[Datensätze zur Umrissannotation]
- - -
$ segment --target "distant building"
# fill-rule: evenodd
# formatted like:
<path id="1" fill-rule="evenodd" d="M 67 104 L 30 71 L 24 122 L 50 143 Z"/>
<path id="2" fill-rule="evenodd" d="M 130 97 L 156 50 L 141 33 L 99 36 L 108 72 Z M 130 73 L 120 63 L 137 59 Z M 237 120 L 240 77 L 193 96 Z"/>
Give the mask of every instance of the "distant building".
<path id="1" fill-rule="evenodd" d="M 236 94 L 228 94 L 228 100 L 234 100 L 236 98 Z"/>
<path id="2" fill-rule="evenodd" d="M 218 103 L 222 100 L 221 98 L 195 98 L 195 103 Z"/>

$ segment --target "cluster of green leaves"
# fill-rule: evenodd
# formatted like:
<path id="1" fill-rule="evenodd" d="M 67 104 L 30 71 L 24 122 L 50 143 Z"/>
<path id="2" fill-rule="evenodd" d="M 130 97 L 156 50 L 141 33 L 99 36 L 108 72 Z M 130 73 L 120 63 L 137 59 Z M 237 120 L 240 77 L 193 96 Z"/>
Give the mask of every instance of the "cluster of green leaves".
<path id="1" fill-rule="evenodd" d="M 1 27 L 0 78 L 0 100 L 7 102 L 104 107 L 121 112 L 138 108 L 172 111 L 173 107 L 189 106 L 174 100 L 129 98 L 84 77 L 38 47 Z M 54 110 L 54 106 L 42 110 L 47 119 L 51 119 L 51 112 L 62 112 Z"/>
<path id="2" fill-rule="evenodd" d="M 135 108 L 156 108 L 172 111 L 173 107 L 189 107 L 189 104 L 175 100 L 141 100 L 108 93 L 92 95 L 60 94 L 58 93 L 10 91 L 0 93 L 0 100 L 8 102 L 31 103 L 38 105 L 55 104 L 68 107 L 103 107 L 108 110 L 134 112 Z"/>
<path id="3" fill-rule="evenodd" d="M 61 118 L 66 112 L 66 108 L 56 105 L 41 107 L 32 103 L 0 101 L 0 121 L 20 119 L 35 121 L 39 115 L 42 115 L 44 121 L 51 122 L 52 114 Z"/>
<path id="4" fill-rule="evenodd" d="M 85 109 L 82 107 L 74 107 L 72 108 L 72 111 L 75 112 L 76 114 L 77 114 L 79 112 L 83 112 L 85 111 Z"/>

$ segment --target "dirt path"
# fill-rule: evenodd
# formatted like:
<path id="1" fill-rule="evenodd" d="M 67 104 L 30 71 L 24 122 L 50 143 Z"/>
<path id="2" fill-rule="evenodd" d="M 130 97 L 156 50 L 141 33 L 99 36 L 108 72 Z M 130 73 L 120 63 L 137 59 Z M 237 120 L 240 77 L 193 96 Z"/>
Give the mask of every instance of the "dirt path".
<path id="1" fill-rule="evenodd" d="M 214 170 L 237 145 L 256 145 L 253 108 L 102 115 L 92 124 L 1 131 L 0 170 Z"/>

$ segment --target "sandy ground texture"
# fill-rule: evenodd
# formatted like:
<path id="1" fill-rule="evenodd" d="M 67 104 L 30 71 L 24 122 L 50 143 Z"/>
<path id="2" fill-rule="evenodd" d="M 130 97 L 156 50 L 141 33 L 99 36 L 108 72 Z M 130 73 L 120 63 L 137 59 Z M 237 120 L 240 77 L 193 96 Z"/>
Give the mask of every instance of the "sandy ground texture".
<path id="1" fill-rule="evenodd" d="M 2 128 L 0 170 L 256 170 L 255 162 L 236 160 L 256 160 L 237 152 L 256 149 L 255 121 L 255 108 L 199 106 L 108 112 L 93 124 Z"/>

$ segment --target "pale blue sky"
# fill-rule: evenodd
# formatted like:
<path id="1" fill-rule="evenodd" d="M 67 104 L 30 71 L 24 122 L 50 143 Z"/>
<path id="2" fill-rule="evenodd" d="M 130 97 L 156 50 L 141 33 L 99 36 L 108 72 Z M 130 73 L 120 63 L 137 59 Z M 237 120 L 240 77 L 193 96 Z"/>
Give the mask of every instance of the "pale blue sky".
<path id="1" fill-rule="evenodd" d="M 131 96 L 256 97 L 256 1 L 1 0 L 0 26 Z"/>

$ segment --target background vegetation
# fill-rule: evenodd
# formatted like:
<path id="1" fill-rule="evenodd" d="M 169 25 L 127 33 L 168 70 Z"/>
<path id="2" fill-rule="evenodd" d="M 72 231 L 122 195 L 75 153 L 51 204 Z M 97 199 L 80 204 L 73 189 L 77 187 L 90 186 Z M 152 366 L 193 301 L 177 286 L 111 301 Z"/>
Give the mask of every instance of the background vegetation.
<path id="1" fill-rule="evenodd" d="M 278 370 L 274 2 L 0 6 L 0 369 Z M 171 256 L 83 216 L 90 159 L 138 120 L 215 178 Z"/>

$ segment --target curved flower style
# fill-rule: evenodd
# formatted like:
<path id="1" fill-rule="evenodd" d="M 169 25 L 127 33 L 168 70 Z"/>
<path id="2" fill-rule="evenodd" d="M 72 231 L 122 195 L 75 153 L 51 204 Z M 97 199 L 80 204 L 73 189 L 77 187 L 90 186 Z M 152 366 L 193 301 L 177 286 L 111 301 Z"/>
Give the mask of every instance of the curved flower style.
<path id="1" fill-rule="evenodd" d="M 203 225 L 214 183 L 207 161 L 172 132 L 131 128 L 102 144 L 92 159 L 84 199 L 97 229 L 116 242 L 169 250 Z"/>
- - -
• [IHRE AUFGABE]:
Finden Sie alle Zeilen der obigen Datensätze, in denen die Zeichenfolge „every“ vorkommt, und schreiben Sie diese Zeilen ab. Groß- und Kleinschreibung ist dabei zu beachten.

• [LÖSUNG]:
Give the mask of every instance of the "distant building".
Give the mask of every instance of the "cluster of green leaves".
Give the mask of every instance of the "dirt path".
Give the mask of every instance of the "sandy ground texture".
Give the mask of every instance of the "pale blue sky".
Give the mask of every instance of the background vegetation.
Give the mask of every instance of the curved flower style.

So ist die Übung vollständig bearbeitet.